GIVEN INSTRUCTION -> Continue the passage below on charging infrastructure for plug-in electric vehicles, starting after its final sentence.

SELECTION ->
────────────────────────────────────────

Originally published on EIA.

During the past few years, several models of plug-in electric vehicles (PEVs), including battery electric vehicles (EVs) and plug-in hybrid electric vehicles (PHEVs), have been introduced in the light-duty vehicle market. PEVs are limited by driving range, which is related to battery capacity, and can usually travel between 60 and 200 miles before recharging. Therefore, charging infrastructure is crucial to the success of these kinds of vehicles. To address this issue, states have established plans to promote the development of infrastructure through financial incentives for the building of new public and private recharging facilities.

charging-stations-incentives

Source: U.S. Energy Information Administration, based on Alternative Fuels Data Center

In 2008, Washington and Oregon established plans to facilitate PEV travel by installing recharging stations at convenient intervals on major travel corridors, including along Interstate 5 (I-5), the main north-south highway that runs from Canada to Mexico. Each station contains one 480-volt direct current (DC) fast charger and one 240-volt Level 2 charger. Fast chargers take 15 to 30 minutes to charge a vehicle’s battery, while Level 2 chargers take about 4 hours.

────────────────────────────────────────

EXTRACTED RECORDS ->
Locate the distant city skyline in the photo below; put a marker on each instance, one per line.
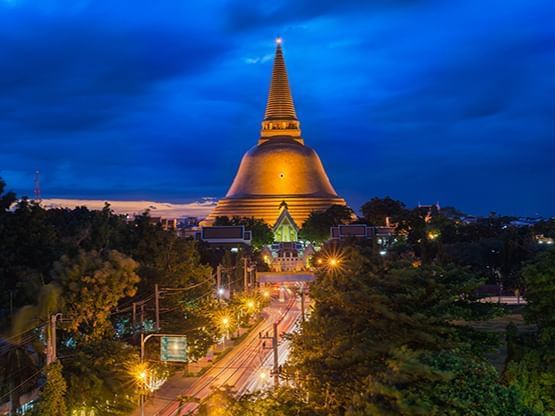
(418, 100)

────────────────────────────────────────

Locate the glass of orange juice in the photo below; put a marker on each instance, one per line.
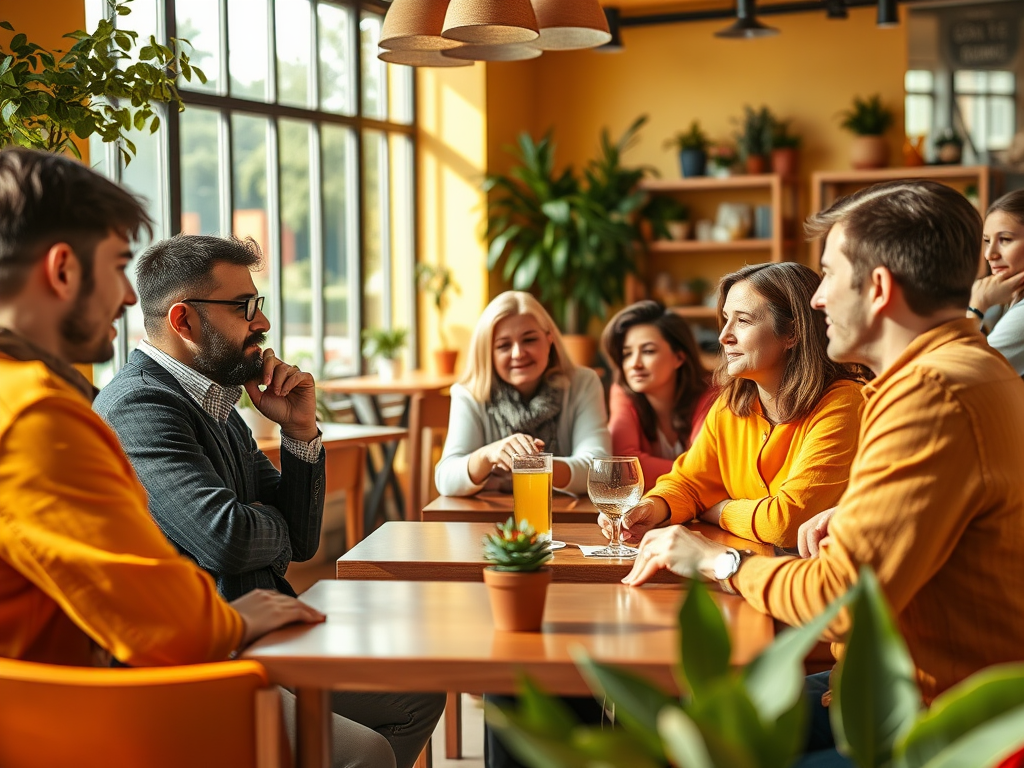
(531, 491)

────────────────────────────────────────

WRITTEN RESPONSE ->
Fast chargers are now located every 25 to 50 miles along the 585 miles of I-5 running through Washington and Oregon, as well as along other major routes in these states. Oregon also offers a tax credit for the installation of charging stations, valued at 25% of the cost for residences and 35% for businesses.

Washington and Oregon now have about 5% and 4%, respectively, of the nation’s total public charging stations, despite having only about 2% and 1% of the nation’s total light-duty vehicles. From March 2012 through April 2014, PEV drivers recharged 17,917 times in Washington and 18,522 times in Oregon, mostly using fast chargers. Total kilowatthours consumed were also similar: 154,881 in Washington and 153,256 in Oregon.

California also plans to add charging stations along its length of I-5, extending what state governments have called the “West Coast Electric Highway” all the way to Mexico. At this point, California has focused its efforts on building charging infrastructure around its major cities. The state currently has more than one-fifth of the U.S. public charging stations.

Several other states offer incentives for EV infrastructure:

  • Maryland offers incentives for PEV recharging equipment: a tax credit of 20% of the cost, up to $400, and a rebate of 50% of the cost, up to $900 for individuals, $5,000 for businesses, and $7,500 for retail gas stations.
  • The District of Columbia offers a tax credit of 50% of the cost of installing a charging station, up to $1,000 for residences and $10,000 for publicly accessible stations.
  • Arizona offers a $75 tax credit for installing charging equipment.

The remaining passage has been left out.